* Brief A: Print the rows exactly as they appear, from the first line of the rows through the line with "[[[0,952],[1264,944],[1238,8],[0,0]]]", including both of those lines.

* Reading text:
Module 00 - Prerequisites Engineering Tools for Data roles
This module will set you up for success in your data career 🚀. You will learn about the proper setup of your workplace 🖥️ and the first steps to take before diving into analytics and data engineering 📊.
The objectives of this module are:
- Ensure you have a good working machine that is performant for data use cases and convenient for work and study 🖥️.
- Understand what an Integrated Development Environment (IDE) is and get one. If you’ve never used one, we’ll start with Visual Studio Code 📝.
- Know what the Command Line Interface (CLI) is and master basic commands to navigate your computer and modify/create files 📂.
- Learn about version control systems like
git
and set up your own GitHub account to save all your work, potentially using it as a future portfolio for your data projects 🌐. - Understand what a container is, create a simple Docker container, and become familiar with Docker terminology 🐳.
Overall, you should become comfortable with “engineering” concepts used in all companies. You’ll be able to browse the organization’s code repository without being overwhelmed by terms and files like .pre-commit.yaml
, .dockerignore
, understand what code linting is, how to ensure code quality, and why Code Review is beneficial 🛠️.
If you don’t grasp everything after the first attempt, don’t worry—it took me a long time too, as no one covered this topic for me in the past. This is a gentle introduction, and I bet you’ll benefit from this knowledge and skills 💡.

* Input for this task:
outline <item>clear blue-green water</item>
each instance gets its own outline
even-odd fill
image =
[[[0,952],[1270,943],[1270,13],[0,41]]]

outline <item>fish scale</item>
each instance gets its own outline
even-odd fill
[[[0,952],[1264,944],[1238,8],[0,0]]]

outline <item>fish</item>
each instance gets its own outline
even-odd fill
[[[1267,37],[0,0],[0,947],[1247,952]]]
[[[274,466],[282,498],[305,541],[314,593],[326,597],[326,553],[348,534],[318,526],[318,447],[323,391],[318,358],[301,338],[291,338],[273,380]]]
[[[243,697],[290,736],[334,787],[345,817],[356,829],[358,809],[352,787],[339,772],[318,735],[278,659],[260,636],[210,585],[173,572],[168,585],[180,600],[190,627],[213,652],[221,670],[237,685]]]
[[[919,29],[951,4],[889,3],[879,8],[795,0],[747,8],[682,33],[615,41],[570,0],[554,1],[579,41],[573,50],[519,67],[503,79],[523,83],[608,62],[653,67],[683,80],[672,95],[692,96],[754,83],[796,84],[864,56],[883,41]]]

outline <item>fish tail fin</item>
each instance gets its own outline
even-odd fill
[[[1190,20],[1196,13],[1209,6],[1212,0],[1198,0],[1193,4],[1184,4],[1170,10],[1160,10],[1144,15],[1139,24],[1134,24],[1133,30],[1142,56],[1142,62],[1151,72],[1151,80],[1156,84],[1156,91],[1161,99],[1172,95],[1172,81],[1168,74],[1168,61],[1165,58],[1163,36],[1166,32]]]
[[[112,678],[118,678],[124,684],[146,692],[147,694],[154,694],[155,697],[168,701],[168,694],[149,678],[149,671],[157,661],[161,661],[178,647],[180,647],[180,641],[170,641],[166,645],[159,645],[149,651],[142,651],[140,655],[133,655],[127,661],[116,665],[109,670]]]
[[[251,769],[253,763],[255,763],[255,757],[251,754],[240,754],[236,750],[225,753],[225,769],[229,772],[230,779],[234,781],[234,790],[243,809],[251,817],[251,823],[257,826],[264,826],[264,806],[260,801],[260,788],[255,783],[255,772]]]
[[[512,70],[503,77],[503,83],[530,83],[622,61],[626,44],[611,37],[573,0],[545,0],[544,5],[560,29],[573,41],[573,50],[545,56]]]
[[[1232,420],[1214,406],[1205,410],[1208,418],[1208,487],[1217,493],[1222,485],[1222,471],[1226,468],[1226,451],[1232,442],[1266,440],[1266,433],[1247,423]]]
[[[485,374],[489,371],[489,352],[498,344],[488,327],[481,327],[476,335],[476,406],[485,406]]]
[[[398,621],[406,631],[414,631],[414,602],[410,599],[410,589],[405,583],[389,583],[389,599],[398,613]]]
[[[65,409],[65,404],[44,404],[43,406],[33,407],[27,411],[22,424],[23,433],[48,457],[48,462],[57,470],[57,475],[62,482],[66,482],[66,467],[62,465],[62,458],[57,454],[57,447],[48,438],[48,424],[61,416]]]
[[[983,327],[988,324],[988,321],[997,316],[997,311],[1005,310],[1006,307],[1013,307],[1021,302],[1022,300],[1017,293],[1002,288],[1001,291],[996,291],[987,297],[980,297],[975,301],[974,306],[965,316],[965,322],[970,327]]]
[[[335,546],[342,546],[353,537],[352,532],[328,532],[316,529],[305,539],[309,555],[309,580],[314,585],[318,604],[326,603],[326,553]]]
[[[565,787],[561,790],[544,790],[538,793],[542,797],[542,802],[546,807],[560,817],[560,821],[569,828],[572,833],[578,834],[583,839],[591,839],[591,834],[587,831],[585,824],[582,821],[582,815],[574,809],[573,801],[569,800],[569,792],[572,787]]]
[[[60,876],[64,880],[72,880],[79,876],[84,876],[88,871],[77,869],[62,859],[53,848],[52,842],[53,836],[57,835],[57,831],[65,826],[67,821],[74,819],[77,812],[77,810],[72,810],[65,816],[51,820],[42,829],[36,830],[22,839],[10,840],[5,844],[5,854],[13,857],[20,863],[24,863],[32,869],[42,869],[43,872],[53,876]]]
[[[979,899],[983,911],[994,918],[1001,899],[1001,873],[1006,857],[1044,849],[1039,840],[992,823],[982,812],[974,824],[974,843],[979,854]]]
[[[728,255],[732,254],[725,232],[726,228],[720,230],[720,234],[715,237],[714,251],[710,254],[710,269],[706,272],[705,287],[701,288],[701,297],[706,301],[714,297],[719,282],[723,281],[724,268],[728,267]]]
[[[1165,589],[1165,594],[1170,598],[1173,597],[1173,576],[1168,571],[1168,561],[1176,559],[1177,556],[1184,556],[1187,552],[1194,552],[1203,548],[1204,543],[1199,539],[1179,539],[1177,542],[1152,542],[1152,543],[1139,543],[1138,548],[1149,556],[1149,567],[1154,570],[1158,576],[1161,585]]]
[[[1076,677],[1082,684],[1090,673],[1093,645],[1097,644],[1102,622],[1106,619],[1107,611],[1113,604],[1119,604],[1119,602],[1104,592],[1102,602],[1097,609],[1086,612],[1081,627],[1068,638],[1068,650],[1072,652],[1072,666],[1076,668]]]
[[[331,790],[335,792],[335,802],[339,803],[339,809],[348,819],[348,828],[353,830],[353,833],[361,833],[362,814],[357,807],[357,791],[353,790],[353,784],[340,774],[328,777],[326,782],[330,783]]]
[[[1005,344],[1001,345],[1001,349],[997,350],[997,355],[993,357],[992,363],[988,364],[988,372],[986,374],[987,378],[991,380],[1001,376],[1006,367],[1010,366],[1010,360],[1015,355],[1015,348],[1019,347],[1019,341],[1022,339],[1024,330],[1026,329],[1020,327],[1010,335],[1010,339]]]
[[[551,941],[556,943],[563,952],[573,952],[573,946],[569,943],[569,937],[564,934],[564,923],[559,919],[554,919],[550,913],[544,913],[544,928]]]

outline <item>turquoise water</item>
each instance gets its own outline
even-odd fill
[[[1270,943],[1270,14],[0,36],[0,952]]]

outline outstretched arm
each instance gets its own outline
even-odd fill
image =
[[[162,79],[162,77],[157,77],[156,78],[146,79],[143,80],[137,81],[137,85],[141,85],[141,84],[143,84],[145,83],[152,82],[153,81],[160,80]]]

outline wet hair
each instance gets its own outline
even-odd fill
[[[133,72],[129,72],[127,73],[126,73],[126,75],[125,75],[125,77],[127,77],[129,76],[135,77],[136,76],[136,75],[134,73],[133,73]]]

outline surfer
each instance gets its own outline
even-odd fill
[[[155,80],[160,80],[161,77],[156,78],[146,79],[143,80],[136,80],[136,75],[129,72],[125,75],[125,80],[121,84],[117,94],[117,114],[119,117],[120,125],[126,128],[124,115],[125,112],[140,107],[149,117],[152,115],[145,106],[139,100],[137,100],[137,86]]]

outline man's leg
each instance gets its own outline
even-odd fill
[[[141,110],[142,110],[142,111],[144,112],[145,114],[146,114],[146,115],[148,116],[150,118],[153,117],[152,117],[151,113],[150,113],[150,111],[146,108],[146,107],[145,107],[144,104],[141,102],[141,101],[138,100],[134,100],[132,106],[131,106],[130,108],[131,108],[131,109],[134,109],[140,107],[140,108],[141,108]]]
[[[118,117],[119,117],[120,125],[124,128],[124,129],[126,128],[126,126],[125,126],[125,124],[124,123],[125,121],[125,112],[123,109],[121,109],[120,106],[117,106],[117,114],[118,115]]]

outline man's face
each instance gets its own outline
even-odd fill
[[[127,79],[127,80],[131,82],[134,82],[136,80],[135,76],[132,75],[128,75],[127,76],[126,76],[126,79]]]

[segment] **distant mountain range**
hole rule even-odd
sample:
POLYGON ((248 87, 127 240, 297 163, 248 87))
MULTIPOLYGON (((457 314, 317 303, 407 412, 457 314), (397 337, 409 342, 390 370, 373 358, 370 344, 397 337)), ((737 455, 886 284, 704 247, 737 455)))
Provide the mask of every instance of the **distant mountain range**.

* Brief B: Translate this sentence from the module overview into Spanish: "Overall, you should become comfortable with “engineering” concepts used in all companies."

* Result A:
outline <item>clear blue-green water</item>
each instance gets its own outline
even-odd fill
image =
[[[0,952],[1270,943],[1270,13],[0,41]]]

outline <item>fish scale</item>
each instance gets its own outline
even-odd fill
[[[0,952],[1264,944],[1238,8],[0,0]]]

* Result B: En general, deberías llegar a manejar con soltura los conceptos de “ingeniería” que se usan en todas las empresas.